Stored data entries
----------------------------------------

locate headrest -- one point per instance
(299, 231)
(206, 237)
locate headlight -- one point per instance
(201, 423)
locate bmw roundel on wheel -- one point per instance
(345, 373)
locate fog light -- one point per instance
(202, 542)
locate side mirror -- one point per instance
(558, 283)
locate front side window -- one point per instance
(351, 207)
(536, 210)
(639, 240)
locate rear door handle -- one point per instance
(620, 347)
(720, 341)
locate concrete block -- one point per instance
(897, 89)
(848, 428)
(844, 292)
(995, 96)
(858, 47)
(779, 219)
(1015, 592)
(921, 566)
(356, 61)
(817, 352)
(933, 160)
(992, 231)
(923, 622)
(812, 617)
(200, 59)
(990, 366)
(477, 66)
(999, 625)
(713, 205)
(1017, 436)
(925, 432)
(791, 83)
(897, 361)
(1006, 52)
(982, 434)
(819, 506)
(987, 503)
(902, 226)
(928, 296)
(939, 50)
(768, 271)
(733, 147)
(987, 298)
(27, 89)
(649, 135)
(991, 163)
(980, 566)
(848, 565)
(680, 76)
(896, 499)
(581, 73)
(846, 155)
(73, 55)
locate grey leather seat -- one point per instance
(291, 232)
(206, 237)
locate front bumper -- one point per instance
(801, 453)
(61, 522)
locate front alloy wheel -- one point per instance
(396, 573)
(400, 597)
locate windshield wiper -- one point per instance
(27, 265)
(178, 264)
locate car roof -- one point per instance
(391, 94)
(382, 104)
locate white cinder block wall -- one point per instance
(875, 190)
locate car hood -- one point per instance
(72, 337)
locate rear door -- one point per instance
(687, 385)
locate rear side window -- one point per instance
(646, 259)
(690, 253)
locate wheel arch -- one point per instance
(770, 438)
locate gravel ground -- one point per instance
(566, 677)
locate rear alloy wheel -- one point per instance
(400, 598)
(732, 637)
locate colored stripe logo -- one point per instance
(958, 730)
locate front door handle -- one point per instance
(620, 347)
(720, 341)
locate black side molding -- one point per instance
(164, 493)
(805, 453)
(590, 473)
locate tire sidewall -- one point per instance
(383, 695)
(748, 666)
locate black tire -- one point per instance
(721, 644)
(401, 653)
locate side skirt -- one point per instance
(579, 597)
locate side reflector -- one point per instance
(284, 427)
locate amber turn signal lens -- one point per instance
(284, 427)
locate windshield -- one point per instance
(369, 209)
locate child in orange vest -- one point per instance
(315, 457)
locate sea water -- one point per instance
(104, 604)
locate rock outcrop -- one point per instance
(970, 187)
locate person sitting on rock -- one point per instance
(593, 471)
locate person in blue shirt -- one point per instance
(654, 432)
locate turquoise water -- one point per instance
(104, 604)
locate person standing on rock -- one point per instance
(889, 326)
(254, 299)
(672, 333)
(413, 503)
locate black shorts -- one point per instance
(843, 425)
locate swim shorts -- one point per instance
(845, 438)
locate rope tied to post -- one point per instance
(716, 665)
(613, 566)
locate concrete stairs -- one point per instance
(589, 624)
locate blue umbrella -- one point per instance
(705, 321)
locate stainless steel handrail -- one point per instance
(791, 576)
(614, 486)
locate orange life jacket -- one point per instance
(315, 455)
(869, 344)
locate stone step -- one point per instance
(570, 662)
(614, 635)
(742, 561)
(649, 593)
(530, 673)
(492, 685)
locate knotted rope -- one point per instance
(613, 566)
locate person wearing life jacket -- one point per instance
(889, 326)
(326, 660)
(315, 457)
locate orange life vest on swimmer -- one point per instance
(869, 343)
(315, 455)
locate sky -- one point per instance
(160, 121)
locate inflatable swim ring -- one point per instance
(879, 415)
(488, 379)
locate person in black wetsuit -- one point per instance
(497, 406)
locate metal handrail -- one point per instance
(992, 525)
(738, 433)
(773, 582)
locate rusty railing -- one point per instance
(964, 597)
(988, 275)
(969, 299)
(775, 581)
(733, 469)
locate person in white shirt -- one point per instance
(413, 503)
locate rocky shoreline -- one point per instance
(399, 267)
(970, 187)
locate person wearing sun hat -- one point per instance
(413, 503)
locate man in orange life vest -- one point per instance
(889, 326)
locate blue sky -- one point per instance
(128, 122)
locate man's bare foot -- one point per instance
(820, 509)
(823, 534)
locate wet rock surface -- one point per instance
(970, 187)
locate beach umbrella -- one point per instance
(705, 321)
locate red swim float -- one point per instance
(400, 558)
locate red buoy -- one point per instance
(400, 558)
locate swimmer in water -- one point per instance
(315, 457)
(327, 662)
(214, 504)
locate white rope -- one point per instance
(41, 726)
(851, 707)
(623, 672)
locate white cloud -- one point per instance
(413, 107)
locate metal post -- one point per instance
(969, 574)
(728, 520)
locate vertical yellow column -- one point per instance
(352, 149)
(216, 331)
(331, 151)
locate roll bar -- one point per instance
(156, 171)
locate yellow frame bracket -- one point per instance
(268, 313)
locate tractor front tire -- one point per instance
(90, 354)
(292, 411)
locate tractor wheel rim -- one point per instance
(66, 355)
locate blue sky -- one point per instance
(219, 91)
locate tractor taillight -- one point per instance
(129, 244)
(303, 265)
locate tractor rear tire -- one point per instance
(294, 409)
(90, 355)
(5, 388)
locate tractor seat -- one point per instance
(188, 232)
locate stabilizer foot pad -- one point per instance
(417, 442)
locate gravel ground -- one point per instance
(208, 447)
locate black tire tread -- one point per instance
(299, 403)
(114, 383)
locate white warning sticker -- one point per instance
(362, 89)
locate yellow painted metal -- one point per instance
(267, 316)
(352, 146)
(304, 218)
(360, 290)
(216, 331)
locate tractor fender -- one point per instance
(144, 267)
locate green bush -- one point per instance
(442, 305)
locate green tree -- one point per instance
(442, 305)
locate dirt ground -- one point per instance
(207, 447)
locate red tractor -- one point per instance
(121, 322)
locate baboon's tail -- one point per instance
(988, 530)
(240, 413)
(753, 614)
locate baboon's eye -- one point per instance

----------------------------------------

### What you should do
Please transcribe all of the data above exactly.

### Exercise response
locate headrest -- one point per instance
(299, 231)
(206, 237)
locate headlight -- one point per instance
(201, 423)
locate bmw roundel on wheel -- one point per instance
(345, 373)
locate fog light -- one point per instance
(202, 542)
locate side mirror -- one point per instance
(558, 283)
locate front side window -- one point per instance
(351, 207)
(536, 210)
(639, 240)
locate rear door handle -- one point per instance
(620, 347)
(720, 341)
locate concrete block -- one point per instance
(897, 89)
(848, 428)
(844, 292)
(995, 96)
(858, 47)
(779, 219)
(1015, 592)
(921, 566)
(356, 61)
(817, 352)
(933, 160)
(992, 231)
(923, 622)
(812, 617)
(200, 59)
(990, 366)
(477, 66)
(999, 625)
(713, 205)
(1017, 436)
(925, 432)
(791, 83)
(897, 361)
(1006, 52)
(982, 434)
(819, 506)
(987, 503)
(902, 226)
(928, 296)
(939, 50)
(768, 271)
(733, 147)
(987, 298)
(27, 89)
(649, 135)
(991, 163)
(980, 566)
(848, 565)
(680, 76)
(896, 499)
(581, 73)
(846, 155)
(73, 55)
locate grey leather seat -- one point per instance
(291, 232)
(206, 237)
locate front bumper -- one point per instance
(801, 453)
(61, 522)
locate front alloy wheel -- one point per instance
(396, 573)
(400, 597)
locate windshield wiper -- one point per instance
(27, 265)
(178, 264)
locate car roof -- one point per instance
(391, 94)
(382, 104)
locate white cinder block wall -- one point per instance
(875, 190)
locate car hood -- one point per instance
(72, 337)
locate rear door -- one point per instance
(687, 385)
locate rear side window -- one point per instance
(646, 259)
(690, 253)
locate wheel arch -- one point per instance
(770, 438)
locate gravel ground -- one point per instance
(566, 677)
locate rear alloy wheel -- one point per instance
(400, 598)
(732, 637)
locate colored stripe logo -- one point per instance
(958, 730)
locate front door handle -- one point per instance
(620, 347)
(720, 341)
locate black side molding -- one point per instance
(164, 493)
(805, 453)
(590, 473)
locate tire sidewall -- one point per instance
(383, 695)
(748, 666)
locate black tire -- one point per instance
(721, 644)
(401, 653)
locate side skirt -- one point per instance
(579, 597)
locate side reflector -- one point per instance
(284, 427)
locate amber turn signal lens -- one point per instance
(284, 427)
locate windshield -- one point per instance
(369, 209)
locate child in orange vest -- one point per instance
(315, 457)
locate sea water -- one point per instance
(104, 604)
locate rock outcrop -- one point per instance
(970, 187)
locate person sitting on rock -- one point per instance
(593, 471)
locate person in blue shirt -- one point per instance
(654, 432)
locate turquoise water -- one point per instance
(104, 604)
locate person standing on rock -- one point per instance
(889, 326)
(254, 299)
(672, 333)
(413, 503)
locate black shorts -- one point per instance
(843, 425)
locate swim shorts -- one point per instance
(845, 438)
locate rope tied to post -- one point per instance
(716, 665)
(613, 566)
locate concrete stairs -- one point per instance
(589, 624)
locate blue umbrella -- one point per instance
(705, 321)
locate stainless steel handrail -- one point per instance
(791, 576)
(614, 486)
locate orange life jacket -- one point per instance
(315, 455)
(869, 344)
locate stone step -- one point per instance
(570, 662)
(614, 635)
(742, 561)
(649, 593)
(530, 673)
(492, 685)
locate knotted rope -- one point per instance
(613, 566)
locate person wearing life jacket -- one point per instance
(889, 326)
(326, 660)
(315, 457)
locate orange life vest on swimmer -- one point per instance
(869, 343)
(315, 455)
locate sky -- one point per instance
(160, 121)
locate inflatable swim ring -- one point per instance
(879, 415)
(488, 379)
locate person in black wetsuit -- one point per instance
(497, 406)
locate metal handrail -- one point per instance
(992, 525)
(738, 433)
(773, 582)
locate rusty railing -- one point per instance
(964, 597)
(988, 275)
(969, 299)
(775, 581)
(733, 469)
locate person in white shirt -- one point per instance
(413, 503)
locate rocky shoreline -- one point per instance
(399, 267)
(970, 187)
locate person wearing sun hat -- one point per instance
(413, 503)
locate man in orange life vest -- one point per instance
(889, 326)
locate blue sky -- one point per instance
(128, 122)
locate man's bare foot -- one point per instance
(820, 509)
(823, 534)
locate wet rock surface -- one point per instance
(970, 187)
locate beach umbrella -- one point per instance
(705, 321)
locate red swim float -- one point per instance
(400, 558)
locate red buoy -- one point per instance
(400, 558)
locate swimmer in water -- one point per instance
(315, 457)
(327, 662)
(214, 504)
locate white rope -- one point per instance
(41, 726)
(851, 707)
(623, 672)
locate white cloud -- one point per instance
(413, 107)
locate metal post -- one point per instance
(969, 574)
(728, 520)
locate vertical yellow column -- one point per instance
(352, 149)
(216, 331)
(331, 151)
locate roll bar -- one point per instance
(156, 171)
locate yellow frame bracket -- one point per instance
(268, 313)
locate tractor front tire -- one point per instance
(90, 354)
(292, 411)
locate tractor wheel rim -- one point per instance
(66, 355)
locate blue sky -- one point per instance
(219, 91)
locate tractor taillight -- one point per instance
(129, 244)
(303, 265)
locate tractor rear tire -- one point per instance
(294, 409)
(90, 355)
(5, 388)
locate tractor seat -- one point per instance
(188, 232)
locate stabilizer foot pad -- one point per instance
(417, 442)
locate gravel ground -- one point per instance
(208, 447)
locate black tire tread -- one point per instance
(299, 403)
(114, 383)
locate white warning sticker -- one point per instance
(362, 89)
locate yellow painted metal -- one point per instance
(267, 316)
(352, 146)
(304, 218)
(360, 290)
(216, 331)
locate tractor fender -- one point per instance
(144, 267)
locate green bush -- one point per instance
(442, 305)
locate green tree -- one point per instance
(442, 305)
locate dirt ground -- one point per instance
(207, 447)
locate red tractor -- one point per instance
(121, 322)
locate baboon's tail -- one point per instance
(988, 530)
(240, 413)
(753, 614)
locate baboon's eye -- one point per instance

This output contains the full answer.